→ **Given problem**: Print the following lines again, each one identical to the original.

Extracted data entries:
****************

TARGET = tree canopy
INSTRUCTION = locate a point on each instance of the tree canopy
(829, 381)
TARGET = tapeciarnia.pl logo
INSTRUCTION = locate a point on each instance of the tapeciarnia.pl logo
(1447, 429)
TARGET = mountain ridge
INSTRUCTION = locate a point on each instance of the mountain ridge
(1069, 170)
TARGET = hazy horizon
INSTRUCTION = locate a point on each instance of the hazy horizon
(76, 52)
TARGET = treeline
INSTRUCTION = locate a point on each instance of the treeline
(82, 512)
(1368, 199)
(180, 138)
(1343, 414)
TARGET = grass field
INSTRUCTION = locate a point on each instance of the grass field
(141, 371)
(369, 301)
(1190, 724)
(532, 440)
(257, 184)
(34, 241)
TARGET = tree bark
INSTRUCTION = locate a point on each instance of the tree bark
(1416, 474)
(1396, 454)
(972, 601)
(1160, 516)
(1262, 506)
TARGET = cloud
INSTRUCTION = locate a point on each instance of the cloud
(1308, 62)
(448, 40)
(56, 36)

****************

→ **Response to this exercise**:
TARGET = tree canopy
INSTRUCTION = locate a point on each instance of the tree canopy
(829, 381)
TARGET = tapeciarnia.pl logo
INSTRUCTION = locate a point on each instance of the tapeciarnia.pl logo
(1447, 429)
TARGET = mountain ridge
INSTRUCTION = locate a point on each instance of the mountain ridge
(1069, 170)
TARGET = hazy horizon
INSTRUCTION = locate a point on each instance of the hazy horizon
(76, 52)
TARGET = treeline
INSTRUCTION = locate a point on each instance of the treeline
(82, 512)
(1368, 199)
(180, 138)
(1343, 414)
TARGET = grass field
INSTRUCTION = locate a point on each instance of the grass field
(141, 371)
(369, 301)
(1190, 724)
(532, 440)
(257, 184)
(34, 241)
TARGET = tree bark
INSTRUCTION = locate a point on each instance of the tree bark
(1416, 474)
(1396, 454)
(972, 601)
(1160, 516)
(1262, 506)
TARGET = cloud
INSTRUCTION = locate a point on each instance of the cloud
(1308, 62)
(448, 40)
(56, 36)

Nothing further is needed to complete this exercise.